Your objective - Copy out every line holding the string "person" from the records below.
Recorded information START
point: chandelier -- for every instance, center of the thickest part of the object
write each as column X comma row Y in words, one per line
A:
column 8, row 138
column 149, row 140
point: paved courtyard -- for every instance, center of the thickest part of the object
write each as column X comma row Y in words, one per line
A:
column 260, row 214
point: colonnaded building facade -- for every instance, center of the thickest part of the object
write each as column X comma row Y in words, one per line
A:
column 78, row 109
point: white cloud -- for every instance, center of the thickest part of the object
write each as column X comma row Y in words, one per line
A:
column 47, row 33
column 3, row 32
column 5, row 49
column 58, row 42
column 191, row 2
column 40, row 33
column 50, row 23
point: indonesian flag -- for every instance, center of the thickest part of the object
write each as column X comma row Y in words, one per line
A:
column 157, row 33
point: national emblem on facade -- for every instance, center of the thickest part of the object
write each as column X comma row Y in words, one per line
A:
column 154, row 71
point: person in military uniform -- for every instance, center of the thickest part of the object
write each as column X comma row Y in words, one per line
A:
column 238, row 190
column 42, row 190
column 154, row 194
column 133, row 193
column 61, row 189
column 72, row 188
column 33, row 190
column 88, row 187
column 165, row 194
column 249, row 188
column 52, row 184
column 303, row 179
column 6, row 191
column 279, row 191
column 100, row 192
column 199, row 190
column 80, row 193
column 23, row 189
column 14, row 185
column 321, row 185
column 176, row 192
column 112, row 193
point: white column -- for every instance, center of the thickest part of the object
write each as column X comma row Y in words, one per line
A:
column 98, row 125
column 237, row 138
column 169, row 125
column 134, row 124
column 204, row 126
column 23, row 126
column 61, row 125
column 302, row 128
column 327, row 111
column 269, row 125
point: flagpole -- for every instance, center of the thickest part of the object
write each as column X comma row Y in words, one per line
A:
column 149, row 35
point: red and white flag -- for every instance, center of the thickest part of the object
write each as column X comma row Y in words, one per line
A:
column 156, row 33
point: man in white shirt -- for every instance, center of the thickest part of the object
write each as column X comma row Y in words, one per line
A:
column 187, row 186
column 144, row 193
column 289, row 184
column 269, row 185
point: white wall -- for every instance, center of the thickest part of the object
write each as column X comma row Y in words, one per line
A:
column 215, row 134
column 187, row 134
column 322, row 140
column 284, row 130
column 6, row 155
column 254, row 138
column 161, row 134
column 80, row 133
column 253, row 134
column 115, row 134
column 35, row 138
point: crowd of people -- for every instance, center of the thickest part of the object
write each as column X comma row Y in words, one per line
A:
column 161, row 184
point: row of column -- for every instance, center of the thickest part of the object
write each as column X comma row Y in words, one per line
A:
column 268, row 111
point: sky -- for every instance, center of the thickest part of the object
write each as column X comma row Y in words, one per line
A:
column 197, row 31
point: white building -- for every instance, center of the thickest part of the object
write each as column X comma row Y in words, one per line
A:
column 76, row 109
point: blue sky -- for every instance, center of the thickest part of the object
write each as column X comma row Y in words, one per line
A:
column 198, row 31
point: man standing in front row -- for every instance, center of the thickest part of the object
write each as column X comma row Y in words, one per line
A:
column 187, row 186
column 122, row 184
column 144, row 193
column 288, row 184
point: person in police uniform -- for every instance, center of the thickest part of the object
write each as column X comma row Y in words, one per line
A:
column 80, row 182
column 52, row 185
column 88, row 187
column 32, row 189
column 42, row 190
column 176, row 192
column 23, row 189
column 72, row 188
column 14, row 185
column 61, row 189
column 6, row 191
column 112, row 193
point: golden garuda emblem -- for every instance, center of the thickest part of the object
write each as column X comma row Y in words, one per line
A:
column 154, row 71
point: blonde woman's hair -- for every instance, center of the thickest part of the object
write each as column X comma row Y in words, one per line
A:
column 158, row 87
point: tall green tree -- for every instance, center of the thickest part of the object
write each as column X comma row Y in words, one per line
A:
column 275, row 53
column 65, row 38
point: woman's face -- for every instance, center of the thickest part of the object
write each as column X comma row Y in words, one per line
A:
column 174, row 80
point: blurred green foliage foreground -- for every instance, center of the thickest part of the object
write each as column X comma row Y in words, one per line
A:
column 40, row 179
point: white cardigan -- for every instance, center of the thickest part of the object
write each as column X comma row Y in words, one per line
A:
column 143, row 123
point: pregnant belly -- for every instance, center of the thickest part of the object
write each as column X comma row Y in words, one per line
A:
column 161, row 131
Recorded information END
Exercise output -
point: person in military uniform -- for every instance, center of the thickest part of the object
point: person in police uniform -- for every instance, center of the thickest part of the object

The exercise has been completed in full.